▸ Aim of the exercise:
From the entries below, print exactly the span beginning with the line holding "Mark every instance of the clear" and ending with the line holding "Mark every instance of the waterfront", endpoints included, and skip any pictures.

▸ Input material:

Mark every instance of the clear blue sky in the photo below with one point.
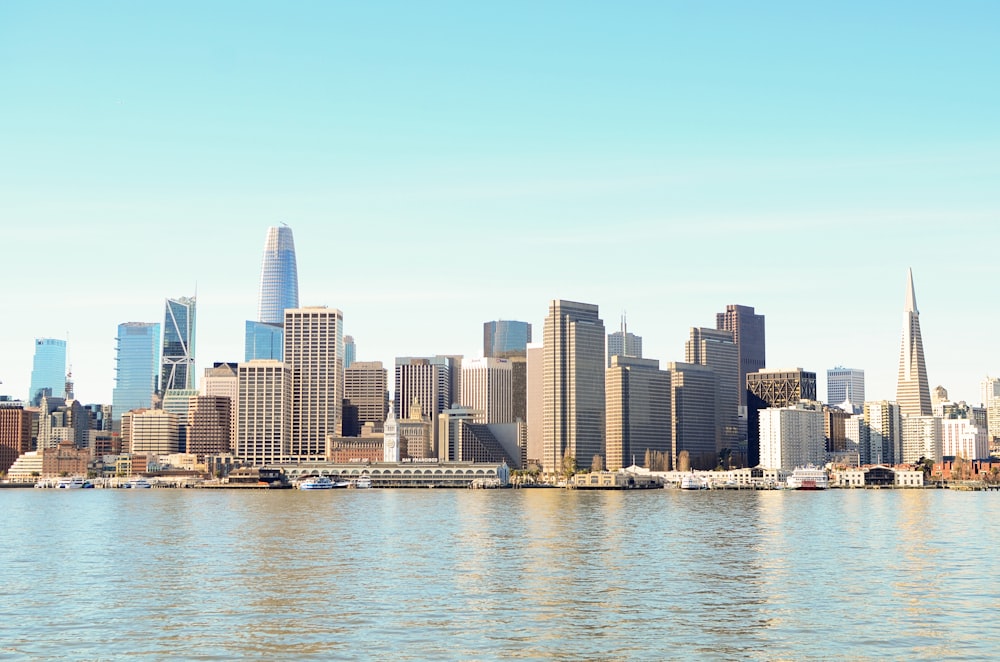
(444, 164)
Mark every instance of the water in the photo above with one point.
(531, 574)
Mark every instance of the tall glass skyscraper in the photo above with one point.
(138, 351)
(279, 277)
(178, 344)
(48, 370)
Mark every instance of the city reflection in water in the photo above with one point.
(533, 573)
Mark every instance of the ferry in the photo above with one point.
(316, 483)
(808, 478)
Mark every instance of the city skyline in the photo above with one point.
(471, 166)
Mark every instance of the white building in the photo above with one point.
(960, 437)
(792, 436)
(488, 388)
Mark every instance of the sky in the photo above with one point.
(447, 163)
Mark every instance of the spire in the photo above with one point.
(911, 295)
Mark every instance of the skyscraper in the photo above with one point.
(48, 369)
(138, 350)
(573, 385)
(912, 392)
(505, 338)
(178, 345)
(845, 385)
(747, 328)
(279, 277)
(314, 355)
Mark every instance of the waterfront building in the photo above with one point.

* * *

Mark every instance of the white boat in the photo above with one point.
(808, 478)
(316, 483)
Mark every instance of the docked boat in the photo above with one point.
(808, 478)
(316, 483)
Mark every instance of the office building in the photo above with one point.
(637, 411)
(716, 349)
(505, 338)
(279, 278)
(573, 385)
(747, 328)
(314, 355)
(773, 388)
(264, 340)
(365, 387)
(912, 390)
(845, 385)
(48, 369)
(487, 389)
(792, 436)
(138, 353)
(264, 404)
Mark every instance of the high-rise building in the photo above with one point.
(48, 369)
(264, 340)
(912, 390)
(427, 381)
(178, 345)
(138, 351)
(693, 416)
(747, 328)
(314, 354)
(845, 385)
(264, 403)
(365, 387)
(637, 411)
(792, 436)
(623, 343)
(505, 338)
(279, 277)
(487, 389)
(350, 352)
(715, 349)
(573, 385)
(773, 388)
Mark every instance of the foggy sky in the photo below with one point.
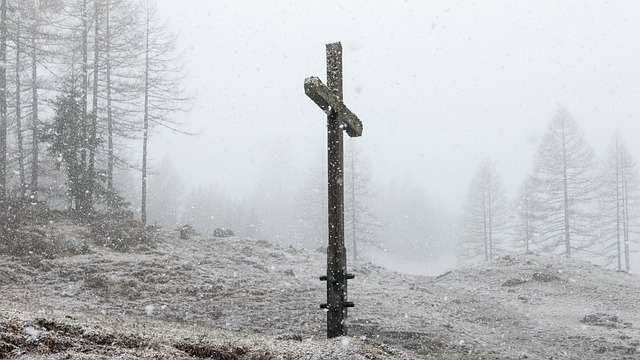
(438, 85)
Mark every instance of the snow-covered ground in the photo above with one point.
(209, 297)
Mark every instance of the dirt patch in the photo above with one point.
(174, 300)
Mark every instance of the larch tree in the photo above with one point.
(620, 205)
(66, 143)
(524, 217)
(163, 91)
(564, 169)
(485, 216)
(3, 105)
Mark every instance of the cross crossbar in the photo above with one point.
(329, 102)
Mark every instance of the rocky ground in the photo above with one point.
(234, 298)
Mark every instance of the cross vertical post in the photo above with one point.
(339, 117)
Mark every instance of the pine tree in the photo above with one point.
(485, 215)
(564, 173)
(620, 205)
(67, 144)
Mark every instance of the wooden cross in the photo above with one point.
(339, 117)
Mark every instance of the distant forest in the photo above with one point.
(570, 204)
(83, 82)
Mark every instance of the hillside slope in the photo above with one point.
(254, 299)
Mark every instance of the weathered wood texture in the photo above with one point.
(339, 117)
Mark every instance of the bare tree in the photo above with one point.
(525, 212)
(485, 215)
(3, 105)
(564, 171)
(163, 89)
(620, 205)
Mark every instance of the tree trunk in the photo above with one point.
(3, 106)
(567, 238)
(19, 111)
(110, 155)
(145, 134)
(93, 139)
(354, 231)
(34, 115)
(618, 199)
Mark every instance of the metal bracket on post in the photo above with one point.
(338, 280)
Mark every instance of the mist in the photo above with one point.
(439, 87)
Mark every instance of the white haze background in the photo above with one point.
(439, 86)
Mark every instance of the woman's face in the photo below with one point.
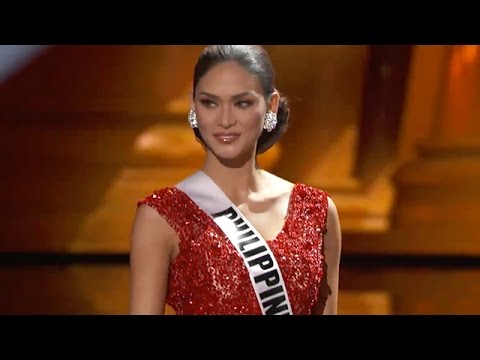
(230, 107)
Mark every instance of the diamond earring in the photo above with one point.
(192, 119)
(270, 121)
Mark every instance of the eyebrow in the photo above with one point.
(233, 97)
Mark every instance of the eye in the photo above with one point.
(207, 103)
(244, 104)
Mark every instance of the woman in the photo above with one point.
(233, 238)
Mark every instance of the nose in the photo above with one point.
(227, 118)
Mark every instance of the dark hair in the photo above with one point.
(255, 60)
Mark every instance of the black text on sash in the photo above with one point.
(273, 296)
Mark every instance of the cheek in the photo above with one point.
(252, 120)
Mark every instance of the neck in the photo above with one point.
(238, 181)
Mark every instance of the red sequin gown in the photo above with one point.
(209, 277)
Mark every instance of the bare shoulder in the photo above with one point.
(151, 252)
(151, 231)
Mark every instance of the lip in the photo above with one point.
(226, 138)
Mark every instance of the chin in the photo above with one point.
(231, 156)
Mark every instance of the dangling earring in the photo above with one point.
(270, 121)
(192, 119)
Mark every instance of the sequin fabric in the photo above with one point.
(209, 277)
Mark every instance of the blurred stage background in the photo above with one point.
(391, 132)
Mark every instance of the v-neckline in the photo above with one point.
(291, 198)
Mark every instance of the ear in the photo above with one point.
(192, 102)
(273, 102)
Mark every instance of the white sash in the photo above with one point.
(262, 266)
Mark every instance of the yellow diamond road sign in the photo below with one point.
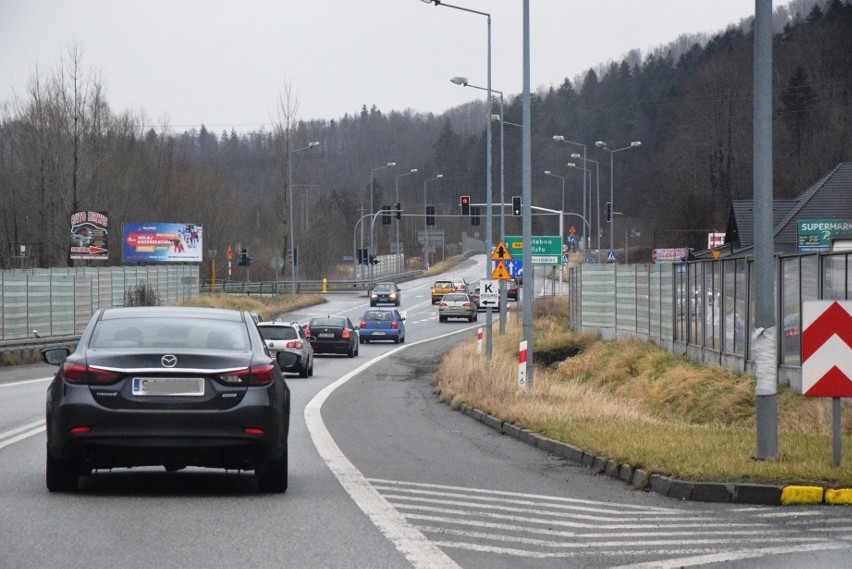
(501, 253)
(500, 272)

▸ Answer to this problem:
Mark every instance of the clear blue sky in the photo below with one point.
(444, 164)
Mark every instance of the water in the photo above with one point.
(531, 574)
Mark every instance of the tall glass skyscraper in the photo above with one point.
(138, 351)
(279, 277)
(178, 344)
(48, 370)
Mark every instance of the city reflection in water in the photo above with one point.
(533, 573)
Mark every instance of the ferry in the photo above with one point.
(316, 483)
(808, 478)
Mark every instance of the city skyline in the photo above with one point.
(471, 166)
Mark every instance of the white building in the photo above with one point.
(960, 437)
(792, 436)
(488, 388)
Mark every instance of the sky in the photo above with one point.
(447, 163)
Mark every instance of the spire in the photo above with one point.
(911, 295)
Mark every instance of the skyscraper in the photo above with one point.
(48, 369)
(138, 350)
(573, 385)
(912, 392)
(505, 338)
(178, 345)
(845, 385)
(747, 328)
(279, 277)
(314, 355)
Mark every instance of the waterfront building in the photo above with one point.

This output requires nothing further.